§ Task to carry out
Would you please set down the entries below exactly as shown?

Saved entries
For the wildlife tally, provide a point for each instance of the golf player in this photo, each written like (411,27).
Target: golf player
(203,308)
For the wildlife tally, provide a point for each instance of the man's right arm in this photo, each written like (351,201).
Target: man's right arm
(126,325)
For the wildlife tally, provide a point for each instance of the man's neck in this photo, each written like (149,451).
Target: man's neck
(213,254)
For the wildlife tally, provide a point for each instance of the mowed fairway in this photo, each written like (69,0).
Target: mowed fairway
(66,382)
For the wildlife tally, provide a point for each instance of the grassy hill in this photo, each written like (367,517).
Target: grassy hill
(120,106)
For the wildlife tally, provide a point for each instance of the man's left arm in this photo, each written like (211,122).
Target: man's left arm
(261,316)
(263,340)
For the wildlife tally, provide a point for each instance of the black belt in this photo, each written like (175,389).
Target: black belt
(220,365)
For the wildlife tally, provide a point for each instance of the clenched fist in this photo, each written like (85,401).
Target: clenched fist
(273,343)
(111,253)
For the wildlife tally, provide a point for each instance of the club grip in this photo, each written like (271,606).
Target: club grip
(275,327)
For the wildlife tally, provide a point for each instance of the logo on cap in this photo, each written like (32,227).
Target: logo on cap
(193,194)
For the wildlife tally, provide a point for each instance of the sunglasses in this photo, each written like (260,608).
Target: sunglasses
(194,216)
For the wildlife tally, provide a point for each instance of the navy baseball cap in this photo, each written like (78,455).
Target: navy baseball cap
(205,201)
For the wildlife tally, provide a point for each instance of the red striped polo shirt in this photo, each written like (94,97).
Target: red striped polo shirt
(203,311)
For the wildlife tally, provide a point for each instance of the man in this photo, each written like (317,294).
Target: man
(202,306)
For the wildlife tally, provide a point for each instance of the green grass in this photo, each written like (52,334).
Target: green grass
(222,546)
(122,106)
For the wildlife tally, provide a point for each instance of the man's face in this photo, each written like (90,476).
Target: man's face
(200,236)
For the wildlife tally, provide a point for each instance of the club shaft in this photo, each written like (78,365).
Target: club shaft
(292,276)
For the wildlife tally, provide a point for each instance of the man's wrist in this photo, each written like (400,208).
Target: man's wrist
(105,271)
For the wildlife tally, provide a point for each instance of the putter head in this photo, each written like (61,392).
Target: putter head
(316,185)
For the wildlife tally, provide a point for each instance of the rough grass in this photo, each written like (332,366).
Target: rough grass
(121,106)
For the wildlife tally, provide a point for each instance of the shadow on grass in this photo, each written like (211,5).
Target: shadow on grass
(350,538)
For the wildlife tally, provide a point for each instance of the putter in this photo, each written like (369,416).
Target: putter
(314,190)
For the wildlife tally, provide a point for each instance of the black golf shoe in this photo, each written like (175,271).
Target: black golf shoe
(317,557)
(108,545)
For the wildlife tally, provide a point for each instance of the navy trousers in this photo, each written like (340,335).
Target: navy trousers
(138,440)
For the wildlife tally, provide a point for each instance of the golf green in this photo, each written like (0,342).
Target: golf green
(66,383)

§ Solution to this problem
For the wildlife tally, provide a point for each instance of the golf player in this photo, each written like (411,27).
Target: golf player
(203,308)
For the wildlife tally, provide a point for each instance of the man's right arm in this photo, each written like (351,201).
Target: man's right arm
(126,325)
For the wildlife tally, provide a point for each instance of the man's neck in this photo, each written like (149,451).
Target: man's neck
(213,254)
For the wildlife tally, provide a point for each instance of the mowed fairway in this photo, each written like (69,0).
Target: mowed fairway
(66,382)
For the wildlife tally, provide a point for each instance of the grassy hill in this photo, each written like (367,517).
Target: grassy hill
(120,106)
For the wildlife tally, provide a point for each instance of the man's left arm in this photo, each written like (211,122).
Target: man's left arm
(261,316)
(263,340)
For the wildlife tally, provide a point for each instance of the black belt in this photo, each written like (175,389).
Target: black belt
(220,365)
For the wildlife tally, provide a point for each instance of the clenched fist in this photo, each written like (85,401).
Target: clenched fist
(273,343)
(111,253)
For the wildlife tally, provide a point for each instance of the club grip in this photo, each written like (271,606).
Target: club grip
(275,327)
For the wildlife tally, provide a point for each instance of the logo on cap in this photo, each written like (32,227).
Target: logo on cap
(193,194)
For the wildlife tally, provide a point for each instance of the sunglasses in this photo, each written like (260,608).
Target: sunglasses
(194,216)
For the wildlife tally, provide a point for each instance of the navy baseball cap in this photo, each written like (78,455).
Target: navy baseball cap
(205,201)
For the wildlife tally, provide a point for each instance of the red striped polo shirt in this photo, each written like (94,97).
Target: red striped polo shirt
(203,311)
For the wildlife tally, provide a point for each instance of the man in this photo, each written like (317,294).
Target: man
(202,306)
For the wildlife tally, provide a point for each instance of the green grass in this photo, each written like (52,334).
Target: green grass
(222,546)
(122,106)
For the wildlife tally, provide a point for each instance of the man's face in this photo, each written like (90,476).
Target: man's face
(200,236)
For the wildlife tally, provide a point for each instance of the club shaft in this photo, each written like (78,365).
Target: club shaft
(292,276)
For the wildlife tally, provide a point for each instance of the man's wrist in this photo, each written like (400,208).
Target: man's wrist
(105,271)
For the wildlife tally, provide a point for each instance of the putter head in this photo, each written like (61,392).
Target: putter head
(316,185)
For the wildlife tally, provide a point for each instance of the rough grass in this photo, each written like (332,366).
Target: rough grass
(121,106)
For the wildlife tally, provide a point for each instance of the shadow on grass in this photo, each written like (211,5).
Target: shadow on grass
(350,538)
For the wildlife tally, provide a point for each instance of the putter in this photo, each written like (369,416).
Target: putter
(314,190)
For the wildlife tally, provide a point for each instance of the black golf shoe in this photo, each written like (175,271).
Target: black golf shoe
(317,557)
(108,545)
For the wildlife tally, provide a point for each instance of the navy trousers in this photo, each written like (340,335).
Target: navy trousers
(138,440)
For the wildlife tally, provide a point for each instance of the golf green in this photo, each written like (0,342).
Target: golf green
(66,383)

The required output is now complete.